▶ EXERCISE AIM: Reproduce the entries below exactly, but only from the line containing "Each instance of the white" to the line containing "Each instance of the grey", inclusive.

▶ THE INPUT:

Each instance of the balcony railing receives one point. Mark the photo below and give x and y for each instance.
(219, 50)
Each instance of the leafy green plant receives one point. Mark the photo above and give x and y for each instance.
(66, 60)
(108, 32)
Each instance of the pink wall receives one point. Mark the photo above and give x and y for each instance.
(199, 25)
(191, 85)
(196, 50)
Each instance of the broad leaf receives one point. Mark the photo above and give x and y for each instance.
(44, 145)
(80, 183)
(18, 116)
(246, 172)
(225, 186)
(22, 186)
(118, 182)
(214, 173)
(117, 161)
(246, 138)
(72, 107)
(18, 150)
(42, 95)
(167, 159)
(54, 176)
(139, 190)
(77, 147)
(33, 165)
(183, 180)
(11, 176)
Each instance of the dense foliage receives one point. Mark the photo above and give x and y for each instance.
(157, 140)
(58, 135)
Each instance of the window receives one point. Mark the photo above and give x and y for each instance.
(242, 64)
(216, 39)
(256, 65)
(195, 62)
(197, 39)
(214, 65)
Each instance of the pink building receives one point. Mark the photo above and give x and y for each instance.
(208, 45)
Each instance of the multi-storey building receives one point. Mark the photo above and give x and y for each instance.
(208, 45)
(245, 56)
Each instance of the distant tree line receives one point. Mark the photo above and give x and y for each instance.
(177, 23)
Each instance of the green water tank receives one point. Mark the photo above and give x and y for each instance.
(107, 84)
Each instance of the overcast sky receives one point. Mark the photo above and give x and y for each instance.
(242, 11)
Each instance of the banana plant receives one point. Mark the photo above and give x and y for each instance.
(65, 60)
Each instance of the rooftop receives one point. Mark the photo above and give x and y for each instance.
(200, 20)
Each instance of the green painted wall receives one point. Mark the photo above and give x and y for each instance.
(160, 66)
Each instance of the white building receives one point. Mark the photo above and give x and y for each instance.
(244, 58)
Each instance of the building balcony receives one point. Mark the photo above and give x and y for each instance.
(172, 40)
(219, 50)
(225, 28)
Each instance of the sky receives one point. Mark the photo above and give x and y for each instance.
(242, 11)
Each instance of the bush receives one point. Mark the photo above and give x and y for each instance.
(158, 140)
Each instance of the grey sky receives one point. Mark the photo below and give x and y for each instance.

---

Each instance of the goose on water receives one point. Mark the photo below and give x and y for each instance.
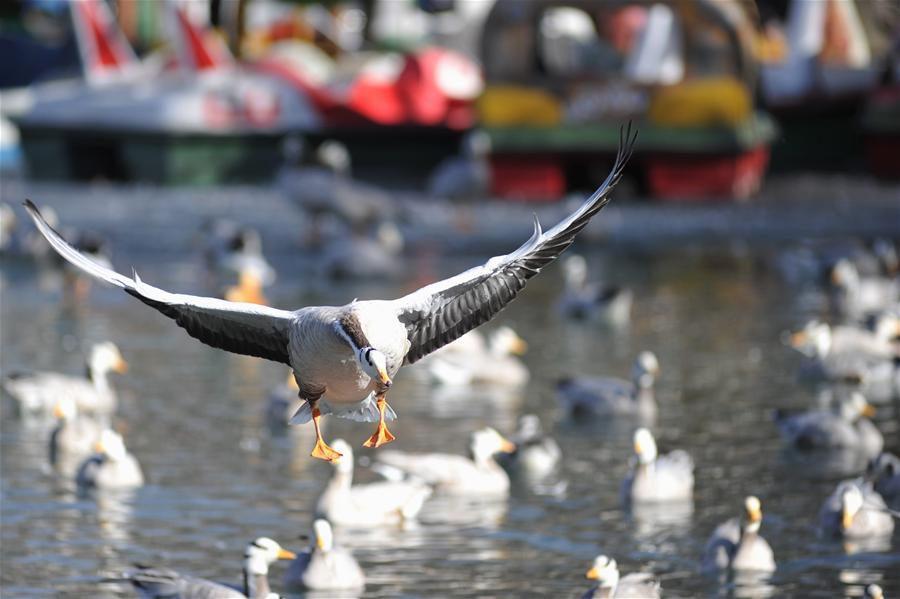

▶ WORKED SOLUTION:
Each instance of the white building receives one point. Mark the photo above and give x and y for each instance.
(244, 58)
Each instance of the building balcony receives one point. Mark the photo above and give x and y for each instance.
(172, 40)
(219, 50)
(225, 28)
Each instance of the sky receives one point. Mark the photo above and give x and y for each instance.
(242, 11)
Each instance of the bush receives one point. Mark the photo above and give x and y for each instance.
(158, 140)
Each instance of the grey sky receives one point. Mark the photo below and give x and y for each instance.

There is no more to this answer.